● DIRECTIVE A: According to the text about Tiger Kid, who beat Tiger Kid and Mr. Niebla in the semi-final of the 2009 Gran Alternativa tournament?

● PROVIDED PASSAGE:
▶

On April 7, 2009, Tiger Kid participated in a 10-man Torneo cibernetico for the vacant CMLL World Super Lightweight Championship. The other participants included Rey Cometa, Pegasso, Pólvora, Ángel Azteca, Jr., Inquisidor, Súper Comando, Ángel de Oro, Ángel de Plata and eventual winner Mascara Dorada. Tiger Kid teamed up with Mr. Niebla, a member of La Peste Negra along with his uncles Negro Casas and El Felino, to participate in the 2009 Gran Alternativa tournament. The Gran Alternativa tournament is an annual CMLL tournament that teams a veteran and a rookie (Novato) up for a tag team tournament. In the first round Tiger Kid and Mr. Niebla defeated Blue Panther and Rey Cometa but lost in the semi-final to Místico and Ángel de Oro. On October 18, 2009, Tiger Kid was one of 12 wrestlers who put his mask on the line in a 12-man Luchas de Apuestas cage match. He was the third person to escape the cage keeping his mask safe, the final saw Pólvora pin Tigre Blanco to unmask him.

◀

● DATA IN THIS EXERCISE:
▶

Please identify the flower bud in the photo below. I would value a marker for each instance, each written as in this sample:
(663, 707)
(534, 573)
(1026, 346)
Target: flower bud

◀

● DIRECTIVE B: Render the records above as a JSON list of strings, with one string for each line and any blank lines omitted.

● COMPLETE OUTPUT A: Místico and Ángel de Oro.

● COMPLETE OUTPUT B:
[
  "Please identify the flower bud in the photo below. I would value a marker for each instance, each written as in this sample:",
  "(663, 707)",
  "(534, 573)",
  "(1026, 346)",
  "Target: flower bud"
]